##### 検討用本文

デイリー・アップデート

2024年7月5日 (金)

[アジア] 米格付け会社S&Pグローバルが発表した6月の製造業購買担当者景気指数(製造業PMI)は、ミャンマーが50.7(前月52.1)、マレーシアが49.9(同50.2)、インドネシアが50.7(同52.1)、フィリピンが51.3(同51.9)、インドが58.3(同57.5)だった。ミャンマーは景気の節目となる50を上回ったが、6か月ぶりに前月を下回った。マレーシアは前月に21か月ぶりに節目を越えたものの、6月はASEAN主要国の中で唯一節目を下回った。インドネシアは、前月より低下したが、34か月連続で節目を越えた。フィリピンは前月より低下したが生産は引き続き堅調だった。インドは、新規受注と生産高の急増で前月を上回り好調だった。

##########
##### 抽出データ

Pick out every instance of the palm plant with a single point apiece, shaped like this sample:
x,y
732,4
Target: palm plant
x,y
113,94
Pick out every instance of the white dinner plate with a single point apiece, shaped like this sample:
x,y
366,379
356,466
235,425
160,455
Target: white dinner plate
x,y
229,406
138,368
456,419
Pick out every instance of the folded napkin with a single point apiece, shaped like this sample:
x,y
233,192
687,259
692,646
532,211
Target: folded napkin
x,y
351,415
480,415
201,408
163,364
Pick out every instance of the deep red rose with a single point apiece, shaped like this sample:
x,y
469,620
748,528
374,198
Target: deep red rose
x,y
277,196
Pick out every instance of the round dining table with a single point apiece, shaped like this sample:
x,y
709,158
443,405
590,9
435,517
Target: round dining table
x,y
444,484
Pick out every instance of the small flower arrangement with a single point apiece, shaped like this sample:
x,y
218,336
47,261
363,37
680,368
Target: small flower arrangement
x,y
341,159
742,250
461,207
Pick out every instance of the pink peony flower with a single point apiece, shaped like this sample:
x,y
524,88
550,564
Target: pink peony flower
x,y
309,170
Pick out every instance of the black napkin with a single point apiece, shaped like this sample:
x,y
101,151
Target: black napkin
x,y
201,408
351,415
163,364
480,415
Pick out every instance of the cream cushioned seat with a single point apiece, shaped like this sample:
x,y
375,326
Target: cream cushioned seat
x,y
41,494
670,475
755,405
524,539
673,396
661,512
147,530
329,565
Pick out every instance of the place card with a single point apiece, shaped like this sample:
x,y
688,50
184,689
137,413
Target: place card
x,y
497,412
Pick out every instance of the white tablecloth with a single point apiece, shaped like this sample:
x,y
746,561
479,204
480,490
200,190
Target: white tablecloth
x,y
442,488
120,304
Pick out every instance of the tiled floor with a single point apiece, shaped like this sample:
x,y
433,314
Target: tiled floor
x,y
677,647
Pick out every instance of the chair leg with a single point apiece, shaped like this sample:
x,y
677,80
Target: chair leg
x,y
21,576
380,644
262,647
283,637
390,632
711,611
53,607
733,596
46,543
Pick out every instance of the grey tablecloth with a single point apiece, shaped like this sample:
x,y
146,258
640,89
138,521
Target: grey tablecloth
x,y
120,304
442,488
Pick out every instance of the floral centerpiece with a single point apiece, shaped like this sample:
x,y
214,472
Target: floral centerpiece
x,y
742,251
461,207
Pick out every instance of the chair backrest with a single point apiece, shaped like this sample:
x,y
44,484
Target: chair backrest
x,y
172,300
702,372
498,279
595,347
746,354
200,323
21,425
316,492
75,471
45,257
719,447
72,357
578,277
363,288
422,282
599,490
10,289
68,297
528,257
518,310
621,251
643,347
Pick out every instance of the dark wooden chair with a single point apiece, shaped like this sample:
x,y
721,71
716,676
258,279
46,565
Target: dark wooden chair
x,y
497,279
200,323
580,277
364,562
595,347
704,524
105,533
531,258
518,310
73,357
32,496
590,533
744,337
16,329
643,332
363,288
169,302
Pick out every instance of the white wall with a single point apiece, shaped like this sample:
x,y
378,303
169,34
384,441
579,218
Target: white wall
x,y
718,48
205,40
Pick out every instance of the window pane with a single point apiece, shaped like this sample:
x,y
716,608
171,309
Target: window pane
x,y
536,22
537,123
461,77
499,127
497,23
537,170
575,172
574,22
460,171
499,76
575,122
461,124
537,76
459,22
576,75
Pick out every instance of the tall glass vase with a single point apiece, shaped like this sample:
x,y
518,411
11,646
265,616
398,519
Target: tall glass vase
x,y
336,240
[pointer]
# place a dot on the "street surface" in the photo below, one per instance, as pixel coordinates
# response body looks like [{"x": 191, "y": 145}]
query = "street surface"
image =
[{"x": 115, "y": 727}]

##########

_練習問題_:
1. 本文から、「[アジア] 米格付け会社S&」を含む語句で始まり「増で前月を上回り好調だった。」で終わる部分を、一字一句変えずに返してください。
2. 次の(a)〜(c)が本文の内容と一致するか、それぞれ「はい」か「いいえ」で答え、判断の決め手となる本文の語句をそのまま引用してください。(a) 6月の製造業PMIで、マレーシアはASEAN主要国の中で唯一節目を下回った。(b) インドネシアの6月の製造業PMIは前月を上回った。(c) ミャンマーの製造業PMIが前月を下回ったのは3か月ぶりである。
抽出データは本文とは関係がありません。

_解答_:
1.
[アジア] 米格付け会社S&Pグローバルが発表した6月の製造業購買担当者景気指数(製造業PMI)は、ミャンマーが50.7(前月52.1)、マレーシアが49.9(同50.2)、インドネシアが50.7(同52.1)、フィリピンが51.3(同51.9)、インドが58.3(同57.5)だった。ミャンマーは景気の節目となる50を上回ったが、6か月ぶりに前月を下回った。マレーシアは前月に21か月ぶりに節目を越えたものの、6月はASEAN主要国の中で唯一節目を下回った。インドネシアは、前月より低下したが、34か月連続で節目を越えた。フィリピンは前月より低下したが生産は引き続き堅調だった。インドは、新規受注と生産高の急増で前月を上回り好調だった。

2.
(a) はい:「6月はASEAN主要国の中で唯一節目を下回った」
(b) いいえ:「インドネシアは、前月より低下したが」
(c) いいえ:「6か月ぶりに前月を下回った」